━━ SOURCE MATERIAL

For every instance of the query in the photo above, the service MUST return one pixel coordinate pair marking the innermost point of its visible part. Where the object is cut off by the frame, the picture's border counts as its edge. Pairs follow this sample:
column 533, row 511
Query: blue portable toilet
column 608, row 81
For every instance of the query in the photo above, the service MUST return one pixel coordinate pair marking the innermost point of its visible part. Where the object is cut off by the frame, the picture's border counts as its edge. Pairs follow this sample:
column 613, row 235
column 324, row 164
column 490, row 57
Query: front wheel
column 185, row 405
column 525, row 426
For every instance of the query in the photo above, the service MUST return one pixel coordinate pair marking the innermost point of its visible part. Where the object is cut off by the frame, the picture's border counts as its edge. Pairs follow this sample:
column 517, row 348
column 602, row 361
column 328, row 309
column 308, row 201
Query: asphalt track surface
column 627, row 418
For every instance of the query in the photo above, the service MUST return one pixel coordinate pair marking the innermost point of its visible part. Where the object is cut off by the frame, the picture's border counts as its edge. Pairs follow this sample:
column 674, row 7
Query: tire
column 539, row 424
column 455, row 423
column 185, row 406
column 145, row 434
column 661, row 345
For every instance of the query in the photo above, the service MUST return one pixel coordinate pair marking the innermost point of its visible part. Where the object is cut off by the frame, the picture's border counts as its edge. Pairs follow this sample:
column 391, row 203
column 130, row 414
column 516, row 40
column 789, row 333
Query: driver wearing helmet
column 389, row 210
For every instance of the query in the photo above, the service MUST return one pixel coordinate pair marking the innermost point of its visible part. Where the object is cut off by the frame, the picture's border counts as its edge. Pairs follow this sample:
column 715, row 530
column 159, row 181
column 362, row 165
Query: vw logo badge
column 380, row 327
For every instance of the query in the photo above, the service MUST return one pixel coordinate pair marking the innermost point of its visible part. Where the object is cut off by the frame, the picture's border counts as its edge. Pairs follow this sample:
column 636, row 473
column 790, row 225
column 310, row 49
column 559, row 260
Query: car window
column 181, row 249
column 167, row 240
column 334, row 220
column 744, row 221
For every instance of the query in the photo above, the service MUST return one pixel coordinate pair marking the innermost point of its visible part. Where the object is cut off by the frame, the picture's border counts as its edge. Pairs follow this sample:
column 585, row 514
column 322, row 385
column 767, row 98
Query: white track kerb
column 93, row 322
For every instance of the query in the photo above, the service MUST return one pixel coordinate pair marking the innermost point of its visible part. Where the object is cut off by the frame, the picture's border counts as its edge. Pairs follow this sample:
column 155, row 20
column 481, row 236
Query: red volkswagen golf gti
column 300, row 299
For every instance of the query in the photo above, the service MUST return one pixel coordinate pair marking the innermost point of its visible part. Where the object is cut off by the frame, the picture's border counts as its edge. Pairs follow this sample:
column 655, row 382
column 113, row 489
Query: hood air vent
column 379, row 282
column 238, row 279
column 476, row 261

━━━━

WHAT YOU NEED TO DO:
All that is needed is the exact run of lines above from the line containing "column 517, row 348" through the line containing "column 674, row 7", both of them included.

RESPONSE TO THE EXERCISE:
column 517, row 348
column 602, row 361
column 328, row 309
column 308, row 201
Query: asphalt track surface
column 627, row 418
For every instance of the query in the photo above, the service MUST return one pixel coordinate pair marking the innermost point of its visible part. Where the object is cut off by the frame, the picture's border counts as its edge. Pairs follow this sample:
column 674, row 7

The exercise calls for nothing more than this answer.